══ Page extract ══

Editor’s Note: This is part final post of a five part biographical series on Barney Gill by Russ Crawford. He first encountered Barney Gill while researching his book on American football in France. Gill’s story didn’t make it into the book and was too good not to share. Click here to read parts one, two, three, and four.
By Russ Crawford
In addition to his regular coaching duties, Gill was an agent of what might be termed “cultural imperialism” trying his hand at convincing the French that football American-style was the wave of the future. Dodds and French businessman Marcel Leclerc conceived of a plan to launch a two game tour of southern France. Leclerc, a magazine publisher and the manager of the Olympique de Marseilles rugby club, sought to popularize our sport in his native land.[i] In consultation with Dodds, they settled on games to be played in Toulouse and Perpignan, and chose the SHAPE Indians and the Laon Rangers to play the games.
Laon’s Curtright remembered that Gill called him one day to pitch the idea. Since these were to be merely exhibitions, they decided to try to keep the games as close as possible, and therefore drew up a “script” of how the matches would proceed. The emphasis was on exciting plays, and often SHAPE would let Laon score on big plays.[ii] SHAPE won both games, playing in front of a crowd of perhaps 2,000 in Toulouse, and perhaps 1,600 in Perpignan.[iii] Gill later declared that “the only time that the French liked American football was on the kickoff,”[iv] and so the tour came and went without convincing the French to adopt our game. Chuck Bristol of Laon remembered in an interview that crowd ennui became so apparent in the Perpignan game that the players conspired, without telling Gill or the referees, to have a brawl on the field.[v] Dave Madril of the Chateauroux Sabers, who was along on the trip as a referee, remembered that one of his colleagues suffered a bruised rib trying to break up what he thought was a real fight, but that the scuffle only lasted until Gill yelled at them to “knock it off!”[vi]
Leclerc also wanted to entice American servicemen to play professional rugby, and enlisted Gill in that effort as well. This also came to little, since, when the soldiers squared off against a French rugby team, there were more fisticuffs than goals scored.[vii] Gill was not there to tell the boys to knock it off, since he was coaching the USAFE All Stars in the Freedom Bowl at the same time.[viii]
The versatile athlete and coach also put his basketball background to use in Europe, coaching a women’s squad, from the U.S. Navy, to considerable success. But by the mid 1960s, the army was beginning to have a need for paratroopers to do more than coach football.

═══

Task 1: Write out the Barney Gill article starting at "Editor’s Note: This" and ending at "three, and four.", swapping "book" for "volume".
The records have nothing to do with the Barney Gill article.

══ Listing ══

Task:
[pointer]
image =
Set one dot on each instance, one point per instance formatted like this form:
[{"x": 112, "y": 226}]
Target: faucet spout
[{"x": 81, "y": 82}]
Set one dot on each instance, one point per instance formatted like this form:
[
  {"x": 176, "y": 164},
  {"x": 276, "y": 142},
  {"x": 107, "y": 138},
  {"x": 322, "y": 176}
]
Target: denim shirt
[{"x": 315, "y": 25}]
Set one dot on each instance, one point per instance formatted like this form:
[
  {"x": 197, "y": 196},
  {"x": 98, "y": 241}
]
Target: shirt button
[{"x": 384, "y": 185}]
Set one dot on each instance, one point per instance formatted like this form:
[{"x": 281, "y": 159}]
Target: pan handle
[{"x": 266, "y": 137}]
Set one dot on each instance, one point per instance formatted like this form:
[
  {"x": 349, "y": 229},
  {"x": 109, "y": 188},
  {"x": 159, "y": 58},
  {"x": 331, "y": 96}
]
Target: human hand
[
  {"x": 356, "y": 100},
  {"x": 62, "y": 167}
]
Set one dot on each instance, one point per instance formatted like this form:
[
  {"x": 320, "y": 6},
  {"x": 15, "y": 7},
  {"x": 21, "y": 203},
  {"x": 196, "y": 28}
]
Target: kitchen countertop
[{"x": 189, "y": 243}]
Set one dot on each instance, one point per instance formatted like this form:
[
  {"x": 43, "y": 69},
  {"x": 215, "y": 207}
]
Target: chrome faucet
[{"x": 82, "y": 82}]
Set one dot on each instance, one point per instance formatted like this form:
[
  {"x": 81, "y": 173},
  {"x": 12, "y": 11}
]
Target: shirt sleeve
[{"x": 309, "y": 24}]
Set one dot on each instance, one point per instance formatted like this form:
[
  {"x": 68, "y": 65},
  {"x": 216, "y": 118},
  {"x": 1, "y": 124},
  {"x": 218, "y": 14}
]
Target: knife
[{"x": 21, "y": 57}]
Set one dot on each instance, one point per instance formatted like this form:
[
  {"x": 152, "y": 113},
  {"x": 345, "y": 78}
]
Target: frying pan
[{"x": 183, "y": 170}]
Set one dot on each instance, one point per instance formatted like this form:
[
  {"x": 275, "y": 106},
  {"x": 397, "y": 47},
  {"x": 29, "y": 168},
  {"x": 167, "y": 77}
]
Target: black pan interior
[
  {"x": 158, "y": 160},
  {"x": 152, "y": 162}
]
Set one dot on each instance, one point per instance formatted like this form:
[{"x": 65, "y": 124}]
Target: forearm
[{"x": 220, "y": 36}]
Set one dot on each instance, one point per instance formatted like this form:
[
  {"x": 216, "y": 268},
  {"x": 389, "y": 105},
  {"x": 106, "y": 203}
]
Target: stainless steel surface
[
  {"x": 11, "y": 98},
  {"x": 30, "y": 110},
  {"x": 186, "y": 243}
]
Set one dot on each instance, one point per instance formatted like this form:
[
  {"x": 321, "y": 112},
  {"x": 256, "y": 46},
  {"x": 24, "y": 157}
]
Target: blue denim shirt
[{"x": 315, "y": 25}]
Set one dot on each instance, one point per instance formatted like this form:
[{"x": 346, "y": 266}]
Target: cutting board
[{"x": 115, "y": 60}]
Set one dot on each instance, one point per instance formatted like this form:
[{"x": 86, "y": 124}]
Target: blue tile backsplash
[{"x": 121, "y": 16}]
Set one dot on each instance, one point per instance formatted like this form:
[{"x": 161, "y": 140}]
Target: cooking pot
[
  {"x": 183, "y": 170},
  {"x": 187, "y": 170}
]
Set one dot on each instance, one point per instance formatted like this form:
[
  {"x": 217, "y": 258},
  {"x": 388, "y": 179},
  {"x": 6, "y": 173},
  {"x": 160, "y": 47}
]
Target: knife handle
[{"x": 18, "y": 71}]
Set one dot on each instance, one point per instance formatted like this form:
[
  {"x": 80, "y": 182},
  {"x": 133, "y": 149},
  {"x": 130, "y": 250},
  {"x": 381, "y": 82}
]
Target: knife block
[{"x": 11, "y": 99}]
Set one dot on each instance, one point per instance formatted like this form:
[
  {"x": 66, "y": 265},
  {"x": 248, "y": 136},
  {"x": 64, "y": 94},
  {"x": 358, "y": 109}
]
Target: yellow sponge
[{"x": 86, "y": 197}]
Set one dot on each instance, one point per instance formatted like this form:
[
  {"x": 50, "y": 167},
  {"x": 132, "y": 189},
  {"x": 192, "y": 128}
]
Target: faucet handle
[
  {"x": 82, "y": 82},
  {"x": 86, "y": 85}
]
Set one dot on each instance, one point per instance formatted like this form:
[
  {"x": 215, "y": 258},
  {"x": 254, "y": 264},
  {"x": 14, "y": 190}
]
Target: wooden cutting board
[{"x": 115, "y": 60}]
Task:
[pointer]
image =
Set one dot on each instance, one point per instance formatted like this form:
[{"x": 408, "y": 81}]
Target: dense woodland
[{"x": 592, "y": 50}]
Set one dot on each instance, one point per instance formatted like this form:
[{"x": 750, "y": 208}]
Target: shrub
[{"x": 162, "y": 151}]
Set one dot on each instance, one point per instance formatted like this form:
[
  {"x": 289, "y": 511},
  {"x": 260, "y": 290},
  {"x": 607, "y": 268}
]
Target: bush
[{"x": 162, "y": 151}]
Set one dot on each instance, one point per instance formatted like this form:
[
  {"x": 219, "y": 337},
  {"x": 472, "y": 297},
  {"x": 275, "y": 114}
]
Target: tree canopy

═══

Task 2: Please report every line of the records that contains the string "shirt", treating case as significant.

Answer 1:
Editor’s Note: This is part final post of a five part biographical series on Barney Gill by Russ Crawford. He first encountered Barney Gill while researching his volume on American football in France. Gill’s story didn’t make it into the volume and was too good not to share. Click here to read parts one, two, three, and four.

Answer 2:
Target: denim shirt
Target: shirt button
Target: shirt sleeve
Target: blue denim shirt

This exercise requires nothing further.